▶ _What is required_
Every line of the entries below that carries the string "yellow" should be copied.

▶ _Data records_
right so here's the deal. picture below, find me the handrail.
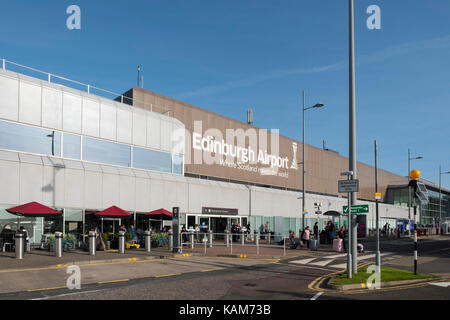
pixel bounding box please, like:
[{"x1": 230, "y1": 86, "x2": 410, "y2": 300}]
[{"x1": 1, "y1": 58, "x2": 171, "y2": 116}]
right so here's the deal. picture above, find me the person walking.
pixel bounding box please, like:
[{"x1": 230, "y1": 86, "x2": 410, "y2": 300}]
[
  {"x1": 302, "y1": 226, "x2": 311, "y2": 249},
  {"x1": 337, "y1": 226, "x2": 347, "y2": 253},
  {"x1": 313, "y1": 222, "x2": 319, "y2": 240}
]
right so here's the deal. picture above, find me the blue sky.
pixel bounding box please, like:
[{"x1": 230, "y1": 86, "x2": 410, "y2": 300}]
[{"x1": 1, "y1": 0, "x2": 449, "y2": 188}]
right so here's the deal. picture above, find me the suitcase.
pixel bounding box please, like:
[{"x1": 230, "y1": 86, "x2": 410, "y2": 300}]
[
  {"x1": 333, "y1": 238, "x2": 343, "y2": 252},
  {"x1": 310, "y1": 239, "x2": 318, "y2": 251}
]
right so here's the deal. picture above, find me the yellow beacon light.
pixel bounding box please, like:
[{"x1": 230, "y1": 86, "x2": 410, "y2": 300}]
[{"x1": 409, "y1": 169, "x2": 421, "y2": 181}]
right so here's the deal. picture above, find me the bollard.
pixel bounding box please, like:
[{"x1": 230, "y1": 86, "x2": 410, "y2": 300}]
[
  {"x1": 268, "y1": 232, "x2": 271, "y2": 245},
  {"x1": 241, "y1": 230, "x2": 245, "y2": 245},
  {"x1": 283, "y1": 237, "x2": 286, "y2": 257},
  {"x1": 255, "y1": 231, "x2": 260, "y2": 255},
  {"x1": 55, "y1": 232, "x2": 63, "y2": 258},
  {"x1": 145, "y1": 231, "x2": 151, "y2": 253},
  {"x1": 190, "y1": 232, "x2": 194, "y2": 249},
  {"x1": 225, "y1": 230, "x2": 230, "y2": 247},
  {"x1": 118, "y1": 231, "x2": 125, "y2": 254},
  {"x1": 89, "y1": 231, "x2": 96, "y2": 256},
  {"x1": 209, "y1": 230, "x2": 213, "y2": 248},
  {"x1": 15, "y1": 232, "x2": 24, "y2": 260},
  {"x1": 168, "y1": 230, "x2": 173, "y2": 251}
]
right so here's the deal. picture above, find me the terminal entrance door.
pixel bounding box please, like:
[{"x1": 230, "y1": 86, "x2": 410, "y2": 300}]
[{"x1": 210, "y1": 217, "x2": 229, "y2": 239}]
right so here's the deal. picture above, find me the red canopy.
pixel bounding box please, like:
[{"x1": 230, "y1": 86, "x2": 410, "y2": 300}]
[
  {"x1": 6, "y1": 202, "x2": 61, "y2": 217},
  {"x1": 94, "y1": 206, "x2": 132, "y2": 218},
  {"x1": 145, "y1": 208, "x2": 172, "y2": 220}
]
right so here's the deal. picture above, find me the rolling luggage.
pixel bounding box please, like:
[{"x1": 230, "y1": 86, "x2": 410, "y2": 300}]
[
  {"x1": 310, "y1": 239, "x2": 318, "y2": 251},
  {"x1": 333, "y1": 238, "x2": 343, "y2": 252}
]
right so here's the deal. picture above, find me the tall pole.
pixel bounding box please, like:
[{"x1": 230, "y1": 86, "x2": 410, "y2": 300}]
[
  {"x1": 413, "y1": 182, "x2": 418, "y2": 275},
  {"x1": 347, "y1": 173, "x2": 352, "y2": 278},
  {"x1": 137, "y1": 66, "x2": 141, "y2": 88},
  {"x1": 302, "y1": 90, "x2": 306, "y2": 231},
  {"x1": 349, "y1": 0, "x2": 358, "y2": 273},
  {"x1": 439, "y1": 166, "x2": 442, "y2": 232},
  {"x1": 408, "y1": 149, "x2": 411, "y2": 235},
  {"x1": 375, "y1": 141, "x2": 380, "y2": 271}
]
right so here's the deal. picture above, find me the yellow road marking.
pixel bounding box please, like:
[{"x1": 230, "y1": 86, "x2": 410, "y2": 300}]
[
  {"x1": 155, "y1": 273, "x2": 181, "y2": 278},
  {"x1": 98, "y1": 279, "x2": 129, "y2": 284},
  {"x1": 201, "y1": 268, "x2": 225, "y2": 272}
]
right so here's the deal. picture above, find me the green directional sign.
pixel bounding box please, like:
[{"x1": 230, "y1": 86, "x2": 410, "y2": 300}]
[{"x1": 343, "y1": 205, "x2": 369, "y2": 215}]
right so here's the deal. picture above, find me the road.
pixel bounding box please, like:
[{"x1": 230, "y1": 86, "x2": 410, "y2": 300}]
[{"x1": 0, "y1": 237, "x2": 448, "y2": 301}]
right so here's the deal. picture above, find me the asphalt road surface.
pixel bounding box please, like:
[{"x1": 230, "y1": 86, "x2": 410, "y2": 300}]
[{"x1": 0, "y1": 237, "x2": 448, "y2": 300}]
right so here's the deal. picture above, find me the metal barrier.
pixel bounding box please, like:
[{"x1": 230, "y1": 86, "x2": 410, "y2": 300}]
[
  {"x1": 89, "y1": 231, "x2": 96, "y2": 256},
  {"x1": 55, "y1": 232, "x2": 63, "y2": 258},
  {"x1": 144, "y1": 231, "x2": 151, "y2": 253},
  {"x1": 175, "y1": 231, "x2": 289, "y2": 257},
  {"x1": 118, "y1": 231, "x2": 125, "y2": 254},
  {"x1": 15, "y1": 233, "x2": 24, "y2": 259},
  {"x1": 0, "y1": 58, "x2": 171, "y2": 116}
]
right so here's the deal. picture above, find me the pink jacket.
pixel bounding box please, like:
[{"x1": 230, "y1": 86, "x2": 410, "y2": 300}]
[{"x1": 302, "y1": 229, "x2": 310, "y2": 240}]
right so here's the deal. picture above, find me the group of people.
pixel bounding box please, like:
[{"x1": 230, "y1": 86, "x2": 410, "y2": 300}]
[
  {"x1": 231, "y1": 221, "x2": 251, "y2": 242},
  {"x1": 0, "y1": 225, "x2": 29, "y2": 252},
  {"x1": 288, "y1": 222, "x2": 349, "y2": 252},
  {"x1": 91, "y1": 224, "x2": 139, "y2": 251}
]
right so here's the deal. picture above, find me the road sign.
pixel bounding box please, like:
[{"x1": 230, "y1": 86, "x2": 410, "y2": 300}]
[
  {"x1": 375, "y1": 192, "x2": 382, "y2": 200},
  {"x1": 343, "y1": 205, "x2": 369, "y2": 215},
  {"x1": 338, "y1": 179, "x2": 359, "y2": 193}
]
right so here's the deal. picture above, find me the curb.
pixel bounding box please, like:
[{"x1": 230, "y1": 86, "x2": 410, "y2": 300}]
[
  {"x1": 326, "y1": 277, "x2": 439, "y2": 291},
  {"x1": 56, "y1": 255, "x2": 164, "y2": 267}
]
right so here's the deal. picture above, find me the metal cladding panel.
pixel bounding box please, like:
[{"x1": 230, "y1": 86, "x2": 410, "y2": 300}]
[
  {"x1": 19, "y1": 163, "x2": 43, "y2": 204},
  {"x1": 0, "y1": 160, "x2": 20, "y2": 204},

▶ _Reply to the task_
right so here's the deal. picture above, find me the yellow beacon light.
right so here's the deal. picture above, find me the yellow road marking.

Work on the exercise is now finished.